**Task item:**
Only the lines from the one containing "knit sweater sleeve." to the end of the listing below should be returned, exactly as written and without pictures.

**Working data:**

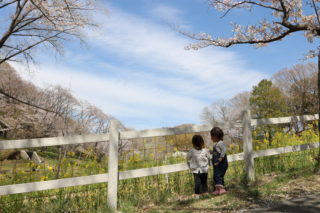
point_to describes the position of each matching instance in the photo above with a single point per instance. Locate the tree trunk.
(318, 163)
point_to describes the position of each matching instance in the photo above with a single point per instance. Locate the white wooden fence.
(115, 136)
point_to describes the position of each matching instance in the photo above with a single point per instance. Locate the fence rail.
(137, 173)
(114, 137)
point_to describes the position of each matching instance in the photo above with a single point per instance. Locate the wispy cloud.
(140, 73)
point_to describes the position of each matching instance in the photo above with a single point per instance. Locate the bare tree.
(40, 23)
(299, 84)
(36, 23)
(239, 103)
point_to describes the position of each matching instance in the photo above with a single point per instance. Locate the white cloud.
(145, 77)
(168, 14)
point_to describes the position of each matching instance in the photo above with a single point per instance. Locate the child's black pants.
(219, 172)
(200, 183)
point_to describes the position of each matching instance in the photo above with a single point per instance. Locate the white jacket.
(199, 160)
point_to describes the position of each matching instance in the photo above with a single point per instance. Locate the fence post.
(113, 165)
(247, 145)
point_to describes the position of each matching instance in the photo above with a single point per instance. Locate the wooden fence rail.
(115, 136)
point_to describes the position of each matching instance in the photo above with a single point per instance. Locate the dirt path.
(306, 204)
(301, 194)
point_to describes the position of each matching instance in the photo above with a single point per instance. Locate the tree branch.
(7, 4)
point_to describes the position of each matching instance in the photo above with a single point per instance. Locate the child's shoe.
(222, 191)
(216, 192)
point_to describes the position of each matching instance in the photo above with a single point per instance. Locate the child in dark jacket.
(219, 160)
(198, 160)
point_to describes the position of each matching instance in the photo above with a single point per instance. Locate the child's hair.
(197, 142)
(217, 132)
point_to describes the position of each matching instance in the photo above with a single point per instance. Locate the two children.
(199, 158)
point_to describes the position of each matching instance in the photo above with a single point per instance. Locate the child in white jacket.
(198, 160)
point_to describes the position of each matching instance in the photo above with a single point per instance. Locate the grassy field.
(160, 193)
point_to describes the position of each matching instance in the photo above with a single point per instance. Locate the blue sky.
(135, 66)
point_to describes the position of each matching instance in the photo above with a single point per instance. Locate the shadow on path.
(307, 204)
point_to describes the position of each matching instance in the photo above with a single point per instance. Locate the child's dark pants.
(200, 183)
(219, 172)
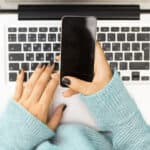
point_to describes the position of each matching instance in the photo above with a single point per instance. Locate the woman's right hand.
(102, 75)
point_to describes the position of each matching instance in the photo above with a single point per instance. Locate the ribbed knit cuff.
(112, 105)
(22, 129)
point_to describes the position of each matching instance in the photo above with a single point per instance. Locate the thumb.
(76, 84)
(56, 117)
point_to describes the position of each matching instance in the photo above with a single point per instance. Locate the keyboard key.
(145, 78)
(32, 37)
(101, 37)
(39, 56)
(135, 46)
(130, 37)
(125, 29)
(22, 37)
(135, 76)
(143, 37)
(12, 37)
(22, 29)
(111, 37)
(12, 29)
(116, 46)
(42, 37)
(123, 66)
(135, 29)
(33, 66)
(43, 29)
(139, 65)
(56, 47)
(50, 57)
(47, 47)
(12, 76)
(16, 57)
(106, 46)
(125, 78)
(118, 56)
(145, 29)
(14, 47)
(128, 56)
(109, 56)
(104, 29)
(25, 66)
(121, 37)
(137, 56)
(126, 46)
(53, 29)
(29, 56)
(36, 47)
(33, 29)
(51, 37)
(114, 29)
(114, 65)
(27, 47)
(14, 66)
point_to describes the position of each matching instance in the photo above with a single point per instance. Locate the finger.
(76, 84)
(69, 93)
(48, 94)
(19, 86)
(41, 84)
(31, 83)
(57, 58)
(101, 63)
(57, 116)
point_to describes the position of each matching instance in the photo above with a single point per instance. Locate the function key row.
(123, 29)
(41, 37)
(34, 29)
(34, 47)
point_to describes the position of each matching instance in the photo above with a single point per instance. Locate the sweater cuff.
(22, 128)
(112, 105)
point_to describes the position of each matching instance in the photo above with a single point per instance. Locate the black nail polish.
(65, 106)
(66, 81)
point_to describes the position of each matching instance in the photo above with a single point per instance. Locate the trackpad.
(76, 111)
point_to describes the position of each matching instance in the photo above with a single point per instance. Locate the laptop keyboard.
(127, 49)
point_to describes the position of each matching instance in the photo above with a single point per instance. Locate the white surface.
(144, 4)
(76, 110)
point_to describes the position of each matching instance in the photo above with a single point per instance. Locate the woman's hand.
(102, 75)
(37, 95)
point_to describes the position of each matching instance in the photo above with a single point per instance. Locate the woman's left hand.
(37, 94)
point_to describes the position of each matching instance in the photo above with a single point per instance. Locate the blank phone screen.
(78, 47)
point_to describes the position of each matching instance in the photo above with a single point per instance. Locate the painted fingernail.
(40, 65)
(65, 106)
(20, 71)
(66, 81)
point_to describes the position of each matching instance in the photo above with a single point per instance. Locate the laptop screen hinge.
(51, 12)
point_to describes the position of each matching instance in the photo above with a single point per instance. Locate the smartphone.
(78, 47)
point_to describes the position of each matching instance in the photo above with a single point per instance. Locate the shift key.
(16, 57)
(139, 65)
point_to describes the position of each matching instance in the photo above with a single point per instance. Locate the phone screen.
(78, 47)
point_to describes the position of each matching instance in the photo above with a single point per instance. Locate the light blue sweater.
(117, 116)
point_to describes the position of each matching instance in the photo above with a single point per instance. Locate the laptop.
(30, 33)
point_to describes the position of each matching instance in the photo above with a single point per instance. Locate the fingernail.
(20, 71)
(40, 65)
(66, 81)
(65, 106)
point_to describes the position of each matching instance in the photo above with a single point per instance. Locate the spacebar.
(139, 65)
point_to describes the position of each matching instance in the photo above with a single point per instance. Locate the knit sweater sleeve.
(20, 130)
(115, 111)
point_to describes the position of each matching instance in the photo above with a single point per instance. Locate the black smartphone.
(78, 47)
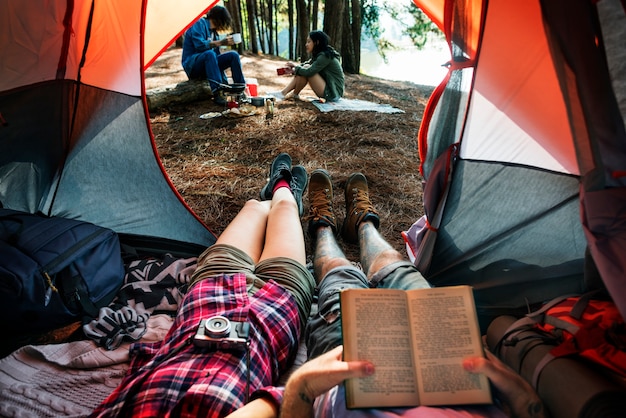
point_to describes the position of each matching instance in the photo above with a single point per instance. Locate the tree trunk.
(315, 8)
(357, 23)
(333, 22)
(254, 39)
(347, 45)
(303, 28)
(235, 13)
(291, 50)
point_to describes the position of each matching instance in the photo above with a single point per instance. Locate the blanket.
(68, 379)
(355, 105)
(150, 286)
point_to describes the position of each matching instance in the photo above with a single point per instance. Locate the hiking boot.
(278, 95)
(219, 97)
(321, 202)
(281, 169)
(358, 208)
(299, 180)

**Exercise response:**
point_to describes the position of each matching instance in the photo above with a single point per instance. Locate the knit sweater sleeve.
(20, 130)
(115, 111)
point_to describes the position of each matching instance in the photo above with a single point per instance. Locate the black smartphone.
(78, 47)
point_to describes the position of each matching instance in the photo above with a single point per instance. Locate the tree trunk.
(315, 8)
(357, 23)
(333, 22)
(254, 39)
(347, 45)
(303, 28)
(235, 13)
(291, 50)
point_to describes the position of each matching instance in the photo above with a single point per instance. Locate the blanket.
(68, 379)
(355, 105)
(150, 286)
point_to describes the position of each matching instance in the photo above with a single point per instance. Locate the hiking boot.
(278, 95)
(219, 97)
(321, 202)
(281, 169)
(358, 208)
(299, 180)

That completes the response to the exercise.